**TEXT FOR ANALYSIS**.

Brenner said that the four states and nearly 25 sites that have participated in B2C over the past 30 months have reported statistically positive results, with Aurora leading the charge. To date, Aurora has graduated approximately 540 B2C participants, a number higher than any other community in the country, according to John Reid, vice president of fund development for MCPN.
“We’ve been great admirers of what they’ve (Aurora B2C employees) put together and brought some of the things they’ve done back to Camden,” Brenner said. “I think Aurora’s a tight-knit community where I think people know each other and have worked together for a very long time, so I see it as a very hopeful opportunity to break some new ground here.”
MCPN reported that in Aurora the average number of ER visits over six months decreased from 3.8 visits pre-B2C enrollment to 1.8 visits following graduation for uninsured patients and from 4.2 visits to 2.8 for Medicaid-insured patients. That resulted in a $22,930-per-patient savings and an overall 38 percent reduction in University of Colorado Health charges, based on data taken from the program’s first 96 graduates. Now with over five times as many program alumni, MCPN said those figures have since ballooned.
On a primary care level, approximately 89 percent of B2C participants who did not have a primary care provider upon enrollment got one, according to an MCPN report released last year.
But despite the program’s success, its future is contingent on funds that may soon run out. The $4.4 million grant MCPN has financed the Aurora program through for the past two-and-a-half years is set to expire this June, putting B2C’s vitality in question.
“Right now there is no funding model for this, and this program is going to go out of existence in six months, but I’m hopeful that the community will pull together and keep this thing going,” Brenner said.
He outlined that an inevitable funding structure should be based on a mix of income streams, and that the solution is ultimately up to the state to provide.
In an evaluation report released late last year, MCPN proposed two possible solutions to continue the program, which includes various combinations of reducing staff, cutting services currently offered through Aurora Mental Health, focusing solely on high utilizers of the ER and offering early graduation options. The more expensive alternative would require MCPN to come up with just under $800,000 annually, with the more scaled back version necessitating approximately $430,000.
Like Brenner, Reid said that a combination of the two MCPN proposals would be ideal.
“We’re leaning toward a combination of both by looking to hospitals, foundations and our state’s Healthcare Policy and Finance Division,” he said. “This is a sustainable model that has a proven track record and we know empirically it has produced results and could save the state millions of dollars, so why would it not support this?”
Aurora City Councilwoman Molly Markert, a longtime proponent of the program, said that a municipal solution and support is also possible.
“If we’re talking about city dollars, we need to find the connection to city services and that’s probably difficult,” she said. “The better thing is to have the city, the mayor, the city council, the elected officials, stand up and say, ‘we need this program in our community, may I write a letter of support for your funding application?’ Or maybe the mayor should have a meeting with the two hospitals and say, ‘hey bubba, kick in some dough here, you’re the ones that are saving.’”
Regardless of B2C’s current financial limbo, Reid said he believes a solution will be found before the grant funds expire in June.
“I’m optimistic, given the results, that yes there will be another funding structure in place,” he said. “The current way is a dinosaur and extremely costly — this is more cost effective and doesn’t bleed the system.”

**ASSIGNED TASK 1**. In the article on the B2C program, update everything from "In an evaluation" down to "necessitating approximately $430,000.", replacing "evaluation report" with "assessment report".
**ASSIGNED TASK 2**. Condense the paragraph of the B2C program article that begins "MCPN reported that in Aurora" into a bulleted list, keeping its main facts.

**RECORD EXCERPTS**.
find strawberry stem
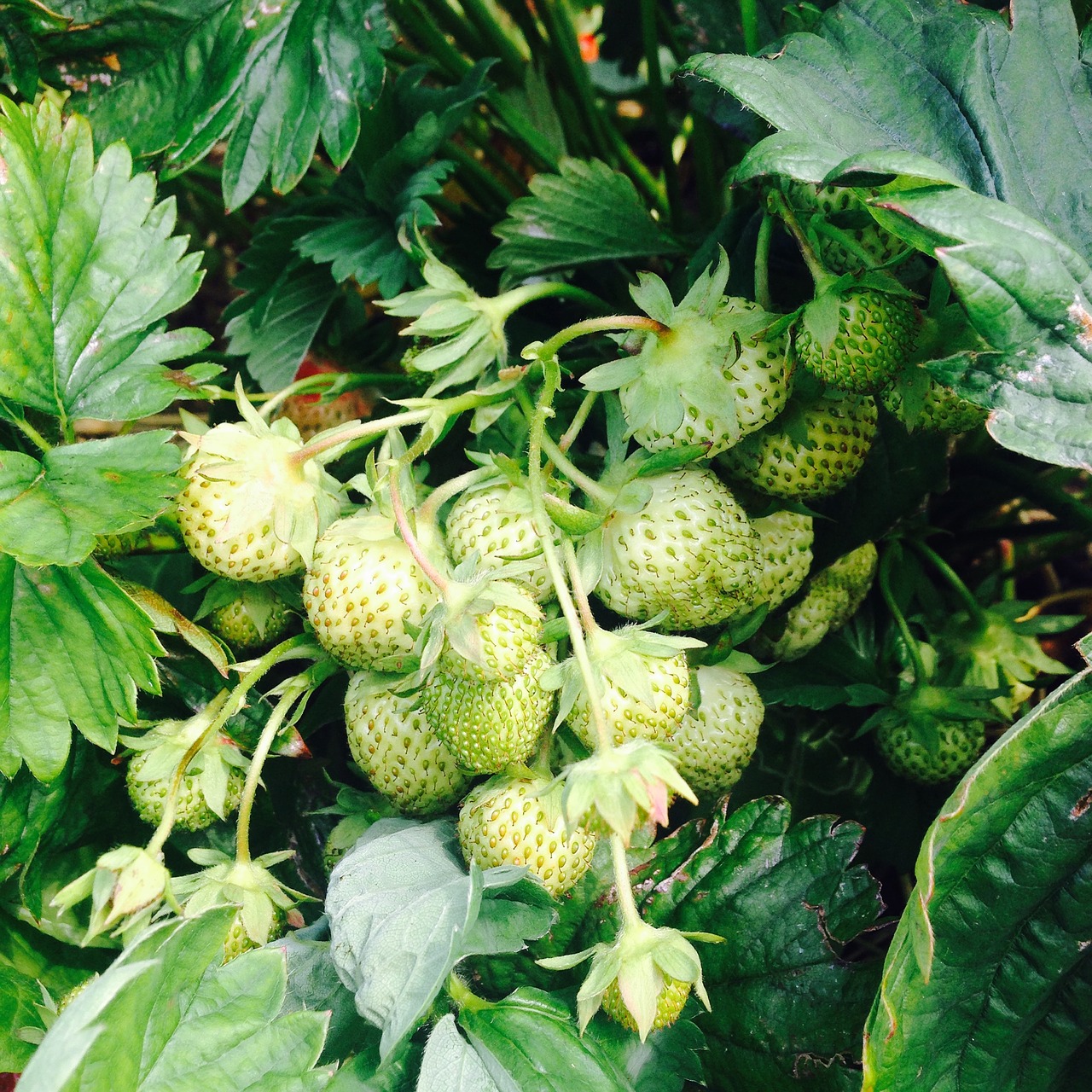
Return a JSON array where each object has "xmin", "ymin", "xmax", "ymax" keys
[
  {"xmin": 515, "ymin": 386, "xmax": 613, "ymax": 508},
  {"xmin": 611, "ymin": 834, "xmax": 644, "ymax": 929},
  {"xmin": 879, "ymin": 549, "xmax": 929, "ymax": 686},
  {"xmin": 523, "ymin": 315, "xmax": 668, "ymax": 363},
  {"xmin": 911, "ymin": 539, "xmax": 987, "ymax": 627},
  {"xmin": 754, "ymin": 213, "xmax": 773, "ymax": 311},
  {"xmin": 235, "ymin": 676, "xmax": 311, "ymax": 865},
  {"xmin": 417, "ymin": 467, "xmax": 494, "ymax": 523},
  {"xmin": 770, "ymin": 191, "xmax": 838, "ymax": 295},
  {"xmin": 387, "ymin": 462, "xmax": 451, "ymax": 594},
  {"xmin": 148, "ymin": 633, "xmax": 313, "ymax": 854},
  {"xmin": 527, "ymin": 356, "xmax": 607, "ymax": 741}
]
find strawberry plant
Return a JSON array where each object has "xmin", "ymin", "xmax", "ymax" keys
[{"xmin": 0, "ymin": 0, "xmax": 1092, "ymax": 1092}]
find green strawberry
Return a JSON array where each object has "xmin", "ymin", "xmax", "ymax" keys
[
  {"xmin": 721, "ymin": 394, "xmax": 877, "ymax": 500},
  {"xmin": 445, "ymin": 480, "xmax": 561, "ymax": 603},
  {"xmin": 754, "ymin": 543, "xmax": 876, "ymax": 659},
  {"xmin": 421, "ymin": 648, "xmax": 554, "ymax": 773},
  {"xmin": 876, "ymin": 721, "xmax": 986, "ymax": 785},
  {"xmin": 304, "ymin": 507, "xmax": 440, "ymax": 670},
  {"xmin": 601, "ymin": 975, "xmax": 694, "ymax": 1032},
  {"xmin": 417, "ymin": 561, "xmax": 543, "ymax": 682},
  {"xmin": 581, "ymin": 251, "xmax": 789, "ymax": 454},
  {"xmin": 178, "ymin": 394, "xmax": 342, "ymax": 584},
  {"xmin": 345, "ymin": 671, "xmax": 469, "ymax": 816},
  {"xmin": 794, "ymin": 288, "xmax": 917, "ymax": 394},
  {"xmin": 880, "ymin": 366, "xmax": 990, "ymax": 434},
  {"xmin": 459, "ymin": 771, "xmax": 596, "ymax": 897},
  {"xmin": 121, "ymin": 694, "xmax": 247, "ymax": 830},
  {"xmin": 224, "ymin": 909, "xmax": 285, "ymax": 963},
  {"xmin": 549, "ymin": 625, "xmax": 701, "ymax": 750},
  {"xmin": 125, "ymin": 753, "xmax": 246, "ymax": 830},
  {"xmin": 174, "ymin": 846, "xmax": 307, "ymax": 963},
  {"xmin": 752, "ymin": 512, "xmax": 815, "ymax": 611},
  {"xmin": 595, "ymin": 467, "xmax": 759, "ymax": 629},
  {"xmin": 203, "ymin": 580, "xmax": 292, "ymax": 652},
  {"xmin": 784, "ymin": 183, "xmax": 912, "ymax": 273},
  {"xmin": 667, "ymin": 665, "xmax": 765, "ymax": 796}
]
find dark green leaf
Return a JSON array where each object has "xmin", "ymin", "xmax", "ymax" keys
[
  {"xmin": 417, "ymin": 1013, "xmax": 498, "ymax": 1092},
  {"xmin": 0, "ymin": 432, "xmax": 180, "ymax": 565},
  {"xmin": 863, "ymin": 671, "xmax": 1092, "ymax": 1089},
  {"xmin": 54, "ymin": 0, "xmax": 392, "ymax": 208},
  {"xmin": 688, "ymin": 0, "xmax": 1092, "ymax": 250},
  {"xmin": 0, "ymin": 99, "xmax": 210, "ymax": 421},
  {"xmin": 276, "ymin": 917, "xmax": 379, "ymax": 1061},
  {"xmin": 0, "ymin": 554, "xmax": 163, "ymax": 781},
  {"xmin": 224, "ymin": 216, "xmax": 338, "ymax": 391},
  {"xmin": 459, "ymin": 988, "xmax": 632, "ymax": 1092},
  {"xmin": 489, "ymin": 160, "xmax": 680, "ymax": 285},
  {"xmin": 327, "ymin": 819, "xmax": 553, "ymax": 1058},
  {"xmin": 636, "ymin": 799, "xmax": 880, "ymax": 1092},
  {"xmin": 20, "ymin": 908, "xmax": 330, "ymax": 1092},
  {"xmin": 882, "ymin": 188, "xmax": 1092, "ymax": 467}
]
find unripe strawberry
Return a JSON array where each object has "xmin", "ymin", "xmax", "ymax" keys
[
  {"xmin": 224, "ymin": 909, "xmax": 285, "ymax": 963},
  {"xmin": 125, "ymin": 752, "xmax": 246, "ymax": 830},
  {"xmin": 581, "ymin": 251, "xmax": 791, "ymax": 454},
  {"xmin": 784, "ymin": 183, "xmax": 912, "ymax": 273},
  {"xmin": 121, "ymin": 691, "xmax": 247, "ymax": 830},
  {"xmin": 595, "ymin": 467, "xmax": 758, "ymax": 629},
  {"xmin": 421, "ymin": 650, "xmax": 554, "ymax": 773},
  {"xmin": 459, "ymin": 771, "xmax": 596, "ymax": 897},
  {"xmin": 721, "ymin": 394, "xmax": 877, "ymax": 500},
  {"xmin": 876, "ymin": 721, "xmax": 986, "ymax": 785},
  {"xmin": 447, "ymin": 481, "xmax": 561, "ymax": 603},
  {"xmin": 667, "ymin": 665, "xmax": 765, "ymax": 796},
  {"xmin": 178, "ymin": 406, "xmax": 342, "ymax": 584},
  {"xmin": 795, "ymin": 288, "xmax": 917, "ymax": 394},
  {"xmin": 754, "ymin": 543, "xmax": 876, "ymax": 659},
  {"xmin": 207, "ymin": 596, "xmax": 292, "ymax": 652},
  {"xmin": 568, "ymin": 652, "xmax": 690, "ymax": 750},
  {"xmin": 752, "ymin": 512, "xmax": 815, "ymax": 611},
  {"xmin": 601, "ymin": 975, "xmax": 694, "ymax": 1032},
  {"xmin": 430, "ymin": 580, "xmax": 543, "ymax": 682},
  {"xmin": 304, "ymin": 508, "xmax": 439, "ymax": 670},
  {"xmin": 880, "ymin": 368, "xmax": 990, "ymax": 434},
  {"xmin": 345, "ymin": 671, "xmax": 469, "ymax": 816}
]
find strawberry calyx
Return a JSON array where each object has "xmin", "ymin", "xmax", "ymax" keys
[
  {"xmin": 581, "ymin": 250, "xmax": 788, "ymax": 456},
  {"xmin": 537, "ymin": 915, "xmax": 723, "ymax": 1042},
  {"xmin": 561, "ymin": 740, "xmax": 698, "ymax": 845}
]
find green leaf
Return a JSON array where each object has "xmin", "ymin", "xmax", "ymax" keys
[
  {"xmin": 224, "ymin": 215, "xmax": 338, "ymax": 391},
  {"xmin": 0, "ymin": 99, "xmax": 211, "ymax": 421},
  {"xmin": 488, "ymin": 160, "xmax": 680, "ymax": 288},
  {"xmin": 20, "ymin": 908, "xmax": 331, "ymax": 1092},
  {"xmin": 879, "ymin": 187, "xmax": 1092, "ymax": 467},
  {"xmin": 51, "ymin": 0, "xmax": 392, "ymax": 208},
  {"xmin": 417, "ymin": 1013, "xmax": 499, "ymax": 1092},
  {"xmin": 0, "ymin": 963, "xmax": 42, "ymax": 1073},
  {"xmin": 0, "ymin": 554, "xmax": 163, "ymax": 781},
  {"xmin": 327, "ymin": 819, "xmax": 553, "ymax": 1060},
  {"xmin": 459, "ymin": 987, "xmax": 632, "ymax": 1092},
  {"xmin": 585, "ymin": 799, "xmax": 880, "ymax": 1092},
  {"xmin": 863, "ymin": 671, "xmax": 1092, "ymax": 1089},
  {"xmin": 0, "ymin": 432, "xmax": 180, "ymax": 565},
  {"xmin": 687, "ymin": 0, "xmax": 1092, "ymax": 251}
]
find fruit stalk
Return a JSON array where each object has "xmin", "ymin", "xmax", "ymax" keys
[
  {"xmin": 527, "ymin": 353, "xmax": 615, "ymax": 741},
  {"xmin": 235, "ymin": 679, "xmax": 311, "ymax": 865},
  {"xmin": 148, "ymin": 633, "xmax": 311, "ymax": 857},
  {"xmin": 878, "ymin": 549, "xmax": 929, "ymax": 686}
]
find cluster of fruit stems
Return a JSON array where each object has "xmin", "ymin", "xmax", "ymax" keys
[{"xmin": 137, "ymin": 307, "xmax": 665, "ymax": 991}]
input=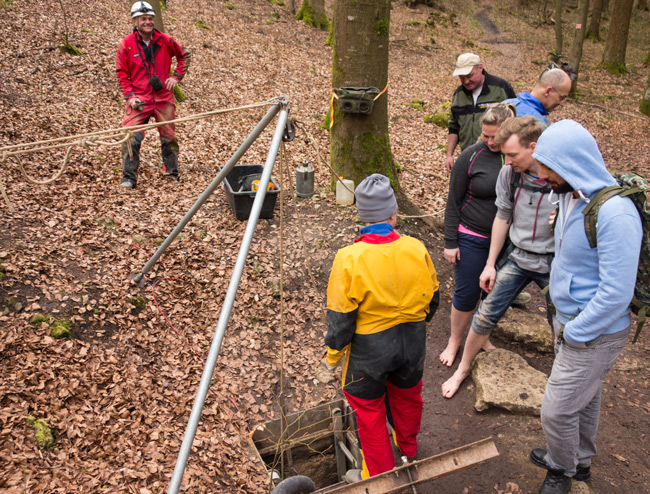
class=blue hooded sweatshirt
[533,120,642,346]
[504,92,548,127]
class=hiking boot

**YOUR RESPONSE 1**.
In an assessment report released late last year, MCPN proposed two possible solutions to continue the program, which includes various combinations of reducing staff, cutting services currently offered through Aurora Mental Health, focusing solely on high utilizers of the ER and offering early graduation options. The more expensive alternative would require MCPN to come up with just under $800,000 annually, with the more scaled back version necessitating approximately $430,000.

**YOUR RESPONSE 2**.
- Average ER visits over six months among uninsured patients in Aurora fell from 3.8 before B2C enrollment to 1.8 after graduation.
- For Medicaid-insured patients, the figure fell from 4.2 to 2.8 visits.
- Based on the program's first 96 graduates, this produced savings of $22,930 per patient and a 38 percent overall reduction in University of Colorado Health charges.
- MCPN said these figures have since grown substantially, as the number of alumni is now more than five times larger.